- **WORK REQUEST**: Pull out every line below that contains the word "black".

+ + + + +

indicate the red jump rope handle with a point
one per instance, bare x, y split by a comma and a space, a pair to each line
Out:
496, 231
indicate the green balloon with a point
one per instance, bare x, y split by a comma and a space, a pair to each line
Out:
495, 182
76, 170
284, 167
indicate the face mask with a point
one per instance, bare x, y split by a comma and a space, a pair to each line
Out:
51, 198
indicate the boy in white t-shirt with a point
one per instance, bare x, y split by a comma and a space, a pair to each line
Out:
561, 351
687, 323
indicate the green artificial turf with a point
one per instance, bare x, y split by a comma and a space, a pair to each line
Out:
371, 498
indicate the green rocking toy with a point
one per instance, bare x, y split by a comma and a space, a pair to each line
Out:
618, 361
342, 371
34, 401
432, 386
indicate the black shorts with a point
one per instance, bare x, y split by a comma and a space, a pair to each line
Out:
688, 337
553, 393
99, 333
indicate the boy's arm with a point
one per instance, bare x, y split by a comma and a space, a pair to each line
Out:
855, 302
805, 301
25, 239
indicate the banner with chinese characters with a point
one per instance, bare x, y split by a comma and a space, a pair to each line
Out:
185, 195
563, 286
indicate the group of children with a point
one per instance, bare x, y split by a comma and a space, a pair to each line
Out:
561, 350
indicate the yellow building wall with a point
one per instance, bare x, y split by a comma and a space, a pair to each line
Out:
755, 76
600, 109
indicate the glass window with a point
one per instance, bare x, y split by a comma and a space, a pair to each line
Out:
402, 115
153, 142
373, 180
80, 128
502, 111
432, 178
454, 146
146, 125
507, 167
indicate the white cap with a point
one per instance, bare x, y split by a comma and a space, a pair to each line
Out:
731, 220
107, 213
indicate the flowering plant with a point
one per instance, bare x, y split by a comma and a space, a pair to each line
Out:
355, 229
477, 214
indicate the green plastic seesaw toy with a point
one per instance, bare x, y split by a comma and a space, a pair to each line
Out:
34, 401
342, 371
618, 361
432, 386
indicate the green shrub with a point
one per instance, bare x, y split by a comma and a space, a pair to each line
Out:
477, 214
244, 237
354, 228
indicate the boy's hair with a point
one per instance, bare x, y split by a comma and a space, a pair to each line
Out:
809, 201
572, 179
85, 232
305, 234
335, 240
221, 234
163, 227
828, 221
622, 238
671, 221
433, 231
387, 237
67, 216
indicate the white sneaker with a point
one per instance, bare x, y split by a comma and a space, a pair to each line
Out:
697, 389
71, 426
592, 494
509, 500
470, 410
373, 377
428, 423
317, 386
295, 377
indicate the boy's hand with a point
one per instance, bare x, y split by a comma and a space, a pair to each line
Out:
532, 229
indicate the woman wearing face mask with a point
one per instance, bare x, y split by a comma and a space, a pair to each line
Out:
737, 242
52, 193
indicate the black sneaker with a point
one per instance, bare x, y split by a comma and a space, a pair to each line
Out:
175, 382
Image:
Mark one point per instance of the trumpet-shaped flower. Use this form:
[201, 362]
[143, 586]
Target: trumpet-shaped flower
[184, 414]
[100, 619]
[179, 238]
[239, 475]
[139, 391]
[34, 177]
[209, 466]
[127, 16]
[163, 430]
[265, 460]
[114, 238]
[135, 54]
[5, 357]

+ + + + +

- **SOLUTION FOR THIS TASK**:
indicate the black shorts with a point
indicate the black sneaker with a point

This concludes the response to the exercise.